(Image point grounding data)
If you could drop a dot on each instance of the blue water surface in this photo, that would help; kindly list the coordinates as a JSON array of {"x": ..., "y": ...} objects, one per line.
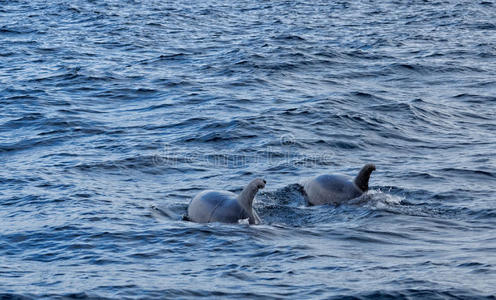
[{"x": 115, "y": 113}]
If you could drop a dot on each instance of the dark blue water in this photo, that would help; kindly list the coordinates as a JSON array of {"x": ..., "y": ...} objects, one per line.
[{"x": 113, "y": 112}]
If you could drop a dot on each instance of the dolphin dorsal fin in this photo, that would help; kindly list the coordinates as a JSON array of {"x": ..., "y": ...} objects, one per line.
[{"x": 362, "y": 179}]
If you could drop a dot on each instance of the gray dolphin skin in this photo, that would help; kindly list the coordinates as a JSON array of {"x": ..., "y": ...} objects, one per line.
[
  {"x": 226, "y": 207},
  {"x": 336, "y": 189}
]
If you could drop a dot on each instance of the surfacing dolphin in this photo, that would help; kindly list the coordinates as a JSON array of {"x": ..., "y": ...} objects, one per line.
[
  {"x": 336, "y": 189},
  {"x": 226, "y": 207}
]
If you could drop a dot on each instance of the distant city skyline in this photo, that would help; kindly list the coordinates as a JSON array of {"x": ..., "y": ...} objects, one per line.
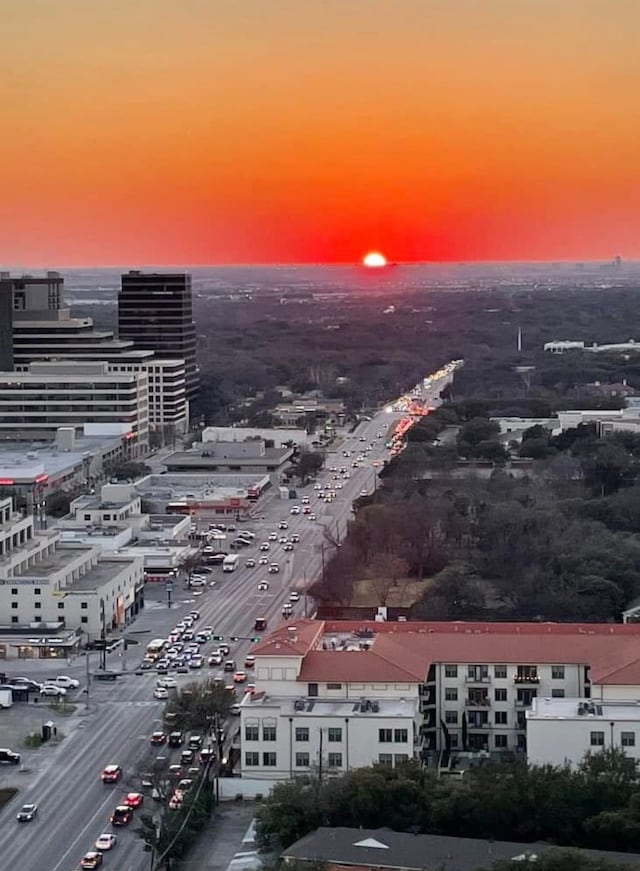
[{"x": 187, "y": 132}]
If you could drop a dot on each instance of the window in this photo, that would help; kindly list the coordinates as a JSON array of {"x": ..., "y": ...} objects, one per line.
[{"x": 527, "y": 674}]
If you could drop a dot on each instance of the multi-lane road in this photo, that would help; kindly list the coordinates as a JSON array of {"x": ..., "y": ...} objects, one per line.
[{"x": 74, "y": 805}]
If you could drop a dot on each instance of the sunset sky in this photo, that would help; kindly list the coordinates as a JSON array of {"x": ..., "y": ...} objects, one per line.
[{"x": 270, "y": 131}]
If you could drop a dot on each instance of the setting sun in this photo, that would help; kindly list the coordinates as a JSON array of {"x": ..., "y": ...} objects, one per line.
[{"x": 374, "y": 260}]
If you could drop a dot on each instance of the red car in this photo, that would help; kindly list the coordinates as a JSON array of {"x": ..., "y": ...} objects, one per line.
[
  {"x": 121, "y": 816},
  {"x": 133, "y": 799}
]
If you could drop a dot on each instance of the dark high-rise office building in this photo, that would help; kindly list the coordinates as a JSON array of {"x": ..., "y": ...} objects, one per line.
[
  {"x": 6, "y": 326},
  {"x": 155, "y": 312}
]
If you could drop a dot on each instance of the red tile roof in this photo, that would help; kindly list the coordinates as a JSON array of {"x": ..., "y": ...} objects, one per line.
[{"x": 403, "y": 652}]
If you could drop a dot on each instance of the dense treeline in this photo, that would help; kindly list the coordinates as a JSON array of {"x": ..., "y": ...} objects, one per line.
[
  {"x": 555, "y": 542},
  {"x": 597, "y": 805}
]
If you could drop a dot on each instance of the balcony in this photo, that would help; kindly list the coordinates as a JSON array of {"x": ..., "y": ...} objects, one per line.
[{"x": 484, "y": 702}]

TASK REQUIREMENTS –
In the transcription, every picture is to be excluded and the records above given again exactly.

TASK RESPONSE –
If you could drop a dot on each instance of the blue water surface in this photo, that would help; kindly list the coordinates as a JSON array of {"x": ..., "y": ...} objects, one per line.
[{"x": 115, "y": 113}]
If you could drop a dot on each instance of the dark blue water in this photo, that would help; kindly list the coordinates as a JSON array of {"x": ..., "y": ...} objects, one per line.
[{"x": 113, "y": 112}]
If you could drop a dot on each instance of the dolphin dorsal fin in this photo, that would help; kindly list the coordinates as a JSON array of {"x": ..., "y": ...} objects, one per line.
[{"x": 362, "y": 179}]
If you could drop a dot on each instance of the gray dolphin skin in this photo, that would help; kindly list the coordinates as a JSON array of {"x": ..., "y": ...} objects, one per line.
[
  {"x": 226, "y": 207},
  {"x": 336, "y": 189}
]
If you could drop a dot on each instance of the surfacing dolphin in this photo, that would help; kindly list the coordinates as a JSON array of {"x": ..., "y": ...} objects, one per line.
[
  {"x": 336, "y": 189},
  {"x": 226, "y": 207}
]
If you could drop a dot on each instance of the distant city skyline in this photo, that would help; kindly list the coordinates as a JSON array of {"x": ..., "y": ...} objects, one per line.
[{"x": 187, "y": 132}]
If you could drop a dot on each instance of the window in this photo, that would help; kindly list the coordinates as a JSON array of {"x": ..., "y": ...} objects, one per line.
[{"x": 527, "y": 674}]
If you could drop a dot on each instance of the multi-lane road in this photo, that would help; kindly list the coordinates as a JSON array of {"x": ..., "y": ...} objects, one per line.
[{"x": 74, "y": 805}]
If you could drop a dot on each instance of the sunset sky in this photo, that would help; kindly list the coordinates as a JSON array of {"x": ..., "y": ...} objects, one per line.
[{"x": 270, "y": 131}]
If you could drop a dot on each instance of the setting sun in this photo, that would help; kindly list the coordinates as a JSON array of {"x": ..., "y": ...} objects, one per line.
[{"x": 374, "y": 260}]
If you could drop a dot on each instance of the red car in this photo, that would help; kindly list the coordinates as a JSON array of {"x": ..., "y": ...} objects, one per line.
[
  {"x": 121, "y": 816},
  {"x": 133, "y": 799}
]
If you could drop a dot on each instance of the dark high-rise office building in this photo, that would help; kindly list the coordinates as a JSON array of {"x": ..., "y": ...} objects, one per line.
[
  {"x": 6, "y": 326},
  {"x": 155, "y": 312}
]
If you could drop a dot on each instance of the red tile roof in this photo, that would help; kindly list the coordinates as a JSON array of {"x": ..., "y": ...} objects, one per line.
[{"x": 403, "y": 652}]
If you could drop a dot on each instance of the dense treeline in this photo, that would help; kindly list the coordinates as a JSON array of {"x": ..., "y": ...} objects, one per line.
[
  {"x": 555, "y": 542},
  {"x": 597, "y": 805}
]
If you could drop a dot on each instance of the balcony in this photo, that would help; kindly list the coordinates as a JSON array of {"x": ..., "y": ...} objects, one per line.
[{"x": 484, "y": 702}]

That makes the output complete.